** OBJECTIVE **
Please give these lines again with "bird of prey" swapped for "raptor" and nothing else changed, omitting the pictures.

** DATA FOR THIS EXERCISE **
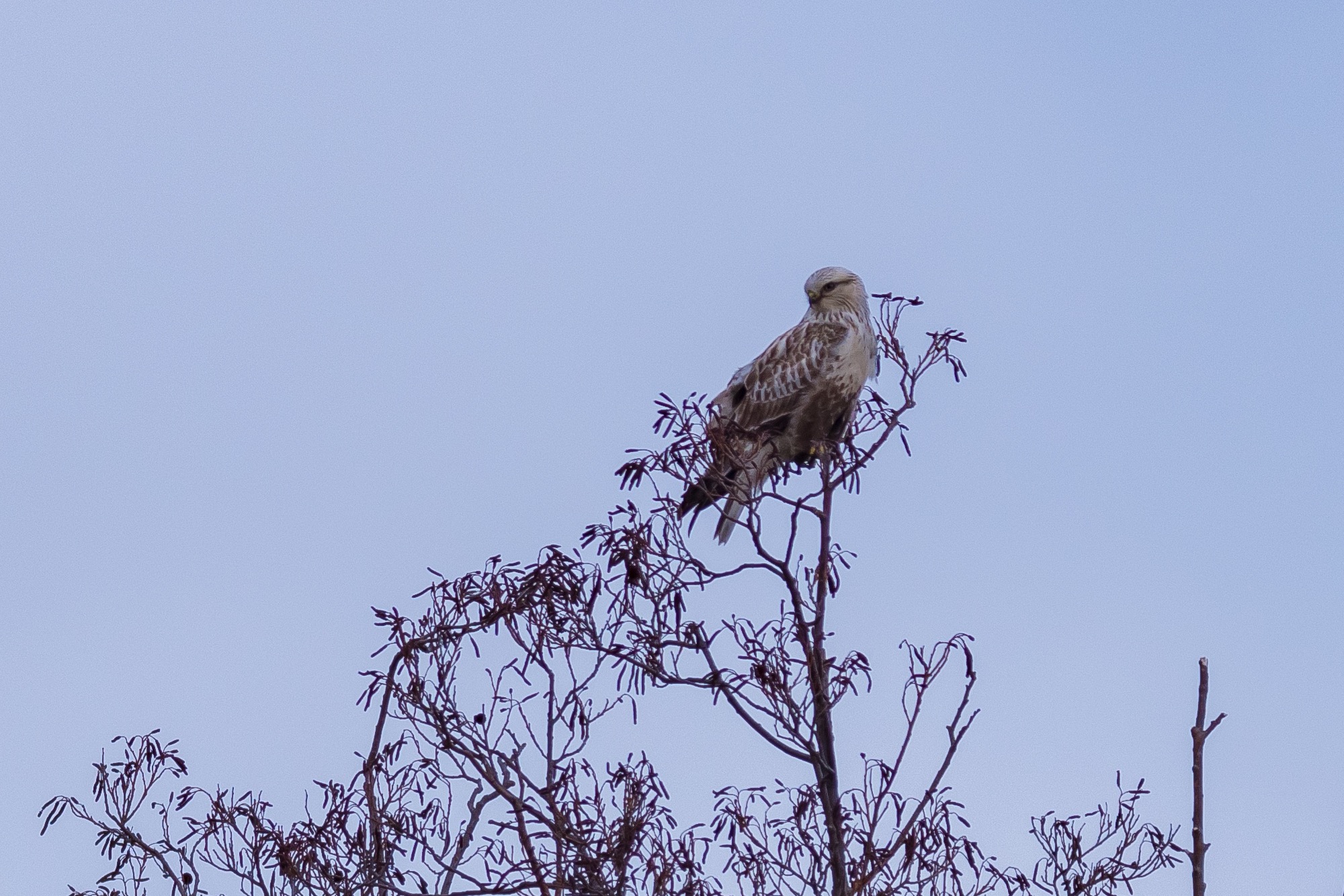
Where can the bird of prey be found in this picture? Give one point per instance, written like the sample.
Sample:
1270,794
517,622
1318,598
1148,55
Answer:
798,394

** WORKED ANSWER **
Where can the raptor be found in this picture? Give one point per instance, written like the sample.
Sample:
1270,794
517,622
1318,598
1148,55
Answer:
798,394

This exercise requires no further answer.